##### ARTICLE #####
LightOJ_1417.cpp

Explanation :
-------------------------------------------------------------------------
A very Good Problem to understand Topic Like Strongly Connected Component , Longest Path in Unweighted Directed Acyclic Graph .
So the Prerequisite for this Problem is :
DFS,Strongly Connected Component , Longest Path in a Unweighted Directed Acyclic Graph ( using DFS and DP ) 

if we simplify the Problem than Then the Question is Actually , A directed Graph is Given We need to find an index From where highest number of Vertices can be visited .
If there is more than one possible answer (There are More than one vertex from where highest Number of vertex can be visited) then we need to pick the vertex which has lower id.

Now, See the Graph can contain Cycles and The graph can also be disconnected . There are various Possiblites . Therefore first we need to find the Strongly Connected Components
of Graph . Because we know in a Strongly Connected Component we can travel from any vertex to another . For every Strongly Connected Component we will give them an Index ,
we will store the size of that Strongly Component and the minimum vertex which is presented in that SCC . Bcause in Question there is a point if There are multiple Possible 
answer we need to find the vertex has less id . 
Here by dfs1 function we will topsort the vertices and then according to the Sorting we will run dfs2 and execute the above steps .

Now we will minimise the Graph That means we will create a new graph where we will treat one SCC as one vertex . to create this SCCgraph we will run dfs3 function .
in this function whenever we find two adjacent vertex which has different SCC number we will create and edge between those two SCC . But to create and Edge first we will
check if there is an edge presented already which was created earlier .

now , we need to find a path from SCC graph which contain maximum number of vertices . 
to find this we will run DFS and use dynamic Programming for Memoraisation .
##### SOURCE EXCERPT #####
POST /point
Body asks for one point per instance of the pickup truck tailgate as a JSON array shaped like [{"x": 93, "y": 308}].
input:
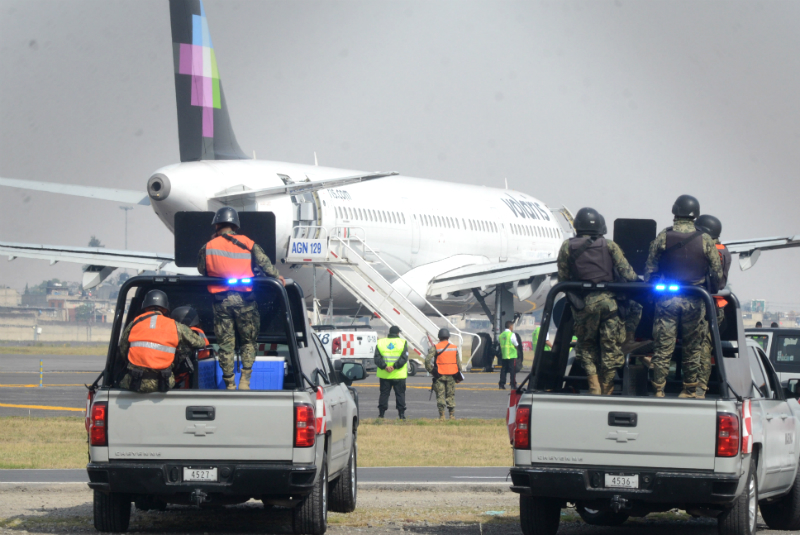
#####
■ ACTIONS TO TAKE
a - Decide whether each statement agrees with the LightOJ 1417 explanation. Answer yes or no for each and quote the words from the text that settle it.
(i) The graph in this problem is always connected.
(ii) When several vertices reach the same highest number of vertices, the vertex with the lower id is chosen.
(iii) Before it adds an edge between two SCCs, the solution checks whether that edge was already created.
b - Write the next part of the LightOJ 1417 explanation, continuing after its last sentence.

■ ANSWERS TO THE TASKS
a -
(i) No: "The graph can also be disconnected"
(ii) Yes: "then we need to pick the vertex which has lower id"
(iii) Yes: "check if there is an edge presented already which was created earlier"

b -
For this we will first initialize a dpSCC array with the capacity of each SCC . Which indicates intially How many Number of vertex can be visited From Each SCC . Now we
will dun dfs4 function in SCCgraph . Whenever an Adjacent vertex (child) of a parent vertex (node) is not visited we will send him in dfs4 function and if it is visited than we will
add it's dpSCC value to the dpSCC value of parent vertex . 
from this Above method using DFS and DP we can find the final dpSCC value of all the vertices .


Now the final Step , here we will simply run a loop check which SCC has maximum dpSCC value and if there are multiple SCC who has same maximum dpSCC value then we will take that
SCC who has a vertex which id is minimum .

If we summarise the above steps
1. Find SCC's of the graph .
2. Create a SCC graph .
3. Run a DFS on SCC graph and with help of DP find from which SCC highest number of vertex can be visited .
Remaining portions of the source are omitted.